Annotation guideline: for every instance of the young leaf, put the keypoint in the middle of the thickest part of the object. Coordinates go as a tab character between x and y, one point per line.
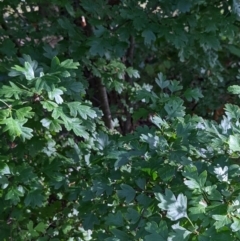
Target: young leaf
221	173
14	90
161	81
69	64
221	221
127	192
234	143
83	110
234	89
56	95
174	108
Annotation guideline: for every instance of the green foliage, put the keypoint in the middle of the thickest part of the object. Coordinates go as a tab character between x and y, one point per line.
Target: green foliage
164	170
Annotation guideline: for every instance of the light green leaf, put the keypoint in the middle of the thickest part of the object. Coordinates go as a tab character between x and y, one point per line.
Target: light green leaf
56	95
221	173
179	234
69	64
234	142
148	36
161	81
34	198
221	221
127	192
24	112
115	219
174	108
178	209
83	110
49	105
234	89
235	226
14	90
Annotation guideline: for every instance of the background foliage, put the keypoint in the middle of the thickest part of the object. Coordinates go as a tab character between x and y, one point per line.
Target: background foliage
113	120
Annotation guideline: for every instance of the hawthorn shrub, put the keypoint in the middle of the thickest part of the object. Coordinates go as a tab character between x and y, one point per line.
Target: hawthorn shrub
64	176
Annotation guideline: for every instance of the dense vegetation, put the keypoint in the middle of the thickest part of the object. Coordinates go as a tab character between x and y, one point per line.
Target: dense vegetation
119	120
══════════
● TASK TO CARRY OUT: In the copy, include every line of the records exactly and none of the images.

● ANSWER TO THE PROBLEM:
Annotation guideline: for every instance of the young leaf, put the keypoint in the middle of the thickest part of the object. Coordinates go as a tab character between x and y, one point per line.
Target: young leaf
221	173
14	90
161	81
69	64
221	221
127	192
234	143
83	110
234	89
56	95
174	108
Annotation guideline: for every instance of the green foliage, put the keypoint in the middle of the thickest part of the object. Coordinates go as a tab character between x and y, one point per line.
Target: green foliage
164	170
Annotation guideline: for every instance of the light green leaf, put the keypoint in the middle of the thickest part of the object. Coordinates go as a tab character between x and y, one point per line.
Target: light green leaf
56	95
221	173
179	234
69	64
234	142
148	36
161	81
34	198
221	221
127	192
24	112
115	219
174	108
178	209
83	110
49	105
234	89
235	226
14	90
Annotation guideline: for every instance of the background foliage, put the keypoint in the middle of the thickest part of the object. Coordinates go as a tab character between x and y, one point per line.
Target: background foliage
113	120
Annotation guideline: for every instance of the hawthorn shrub, put the keypoint in the middle of the thickest part of the object. Coordinates go as a tab character between x and y, one point per line.
Target: hawthorn shrub
64	176
Annotation guideline: for every instance of the dense vegetation, put the keypoint in the middle of the thickest part of the object. Coordinates go as a tab character between x and y, one point per line.
Target: dense vegetation
119	120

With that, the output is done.